> [Aim of the exercise] When counting, include every line of the data that holds "positive", then state the total alone.

> [Data shown]
——————

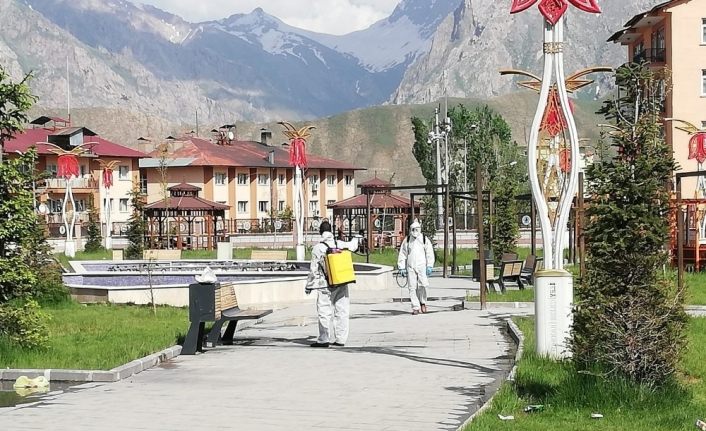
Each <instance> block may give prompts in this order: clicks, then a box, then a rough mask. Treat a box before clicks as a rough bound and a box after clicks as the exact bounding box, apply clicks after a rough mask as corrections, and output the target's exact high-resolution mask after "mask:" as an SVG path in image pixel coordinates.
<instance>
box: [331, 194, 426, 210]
mask: <svg viewBox="0 0 706 431" xmlns="http://www.w3.org/2000/svg"><path fill="white" fill-rule="evenodd" d="M327 207H328V208H331V209H353V208H367V207H368V200H367V197H366V195H356V196H353V197H352V198H348V199H344V200H342V201H339V202H336V203H333V204H330V205H327ZM414 207H415V208H419V203H418V202H415V203H414ZM370 208H389V209H392V208H409V199H407V198H404V197H402V196H398V195H393V194H391V193H380V194H371V195H370Z"/></svg>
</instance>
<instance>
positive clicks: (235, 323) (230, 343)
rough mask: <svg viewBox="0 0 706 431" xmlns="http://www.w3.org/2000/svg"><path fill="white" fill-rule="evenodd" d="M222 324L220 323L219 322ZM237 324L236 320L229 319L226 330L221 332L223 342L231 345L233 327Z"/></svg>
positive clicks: (223, 342) (237, 322)
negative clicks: (229, 319) (222, 331)
mask: <svg viewBox="0 0 706 431" xmlns="http://www.w3.org/2000/svg"><path fill="white" fill-rule="evenodd" d="M221 324H222V323H221ZM237 325H238V320H237V319H235V320H230V321H229V322H228V326H226V332H224V333H223V340H222V342H223V344H225V345H232V344H233V335H235V327H236V326H237Z"/></svg>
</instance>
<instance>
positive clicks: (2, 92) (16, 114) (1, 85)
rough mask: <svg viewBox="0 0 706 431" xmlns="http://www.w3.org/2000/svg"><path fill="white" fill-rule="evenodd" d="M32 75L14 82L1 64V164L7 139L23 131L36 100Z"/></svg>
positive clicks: (0, 90)
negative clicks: (33, 88)
mask: <svg viewBox="0 0 706 431" xmlns="http://www.w3.org/2000/svg"><path fill="white" fill-rule="evenodd" d="M31 76H32V75H31V74H27V75H25V77H24V78H23V79H22V81H20V82H19V83H14V82H12V81H11V80H10V76H9V74H8V73H7V71H6V70H5V68H4V67H2V66H0V164H2V162H3V153H4V152H5V140H7V139H12V138H13V137H14V136H15V134H16V133H17V132H21V131H22V127H23V126H24V124H25V123H26V122H27V111H29V108H31V107H32V104H34V101H35V100H36V98H35V97H34V96H33V95H32V94H31V93H30V90H29V85H28V82H29V80H30V78H31Z"/></svg>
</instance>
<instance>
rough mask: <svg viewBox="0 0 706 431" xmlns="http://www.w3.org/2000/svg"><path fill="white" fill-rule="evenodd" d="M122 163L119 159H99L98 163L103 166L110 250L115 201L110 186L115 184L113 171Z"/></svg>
mask: <svg viewBox="0 0 706 431" xmlns="http://www.w3.org/2000/svg"><path fill="white" fill-rule="evenodd" d="M118 163H120V162H119V161H117V160H113V161H110V162H105V161H103V160H98V164H100V167H101V178H100V179H101V184H102V185H103V189H104V190H105V205H104V216H105V248H106V250H110V249H112V248H113V229H112V226H111V220H110V219H111V215H112V213H113V203H112V201H111V200H110V188H111V187H112V186H113V171H114V170H115V167H116V166H117V165H118Z"/></svg>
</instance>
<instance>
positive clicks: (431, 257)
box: [397, 220, 434, 315]
mask: <svg viewBox="0 0 706 431" xmlns="http://www.w3.org/2000/svg"><path fill="white" fill-rule="evenodd" d="M409 228H410V233H409V235H408V236H407V237H406V238H405V239H404V240H403V241H402V245H401V246H400V254H399V256H398V258H397V268H399V271H400V273H401V274H402V275H403V276H406V277H407V288H408V289H409V299H410V300H411V301H412V314H415V315H416V314H419V313H420V312H421V313H426V312H427V304H426V302H427V288H428V287H429V278H428V277H429V276H430V275H431V270H432V268H433V267H434V247H433V245H432V243H431V240H430V239H429V238H427V237H426V235H423V234H422V226H421V225H420V224H419V222H418V221H416V220H415V221H414V223H412V224H411V225H410V226H409Z"/></svg>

——————

> [Solved problem] 5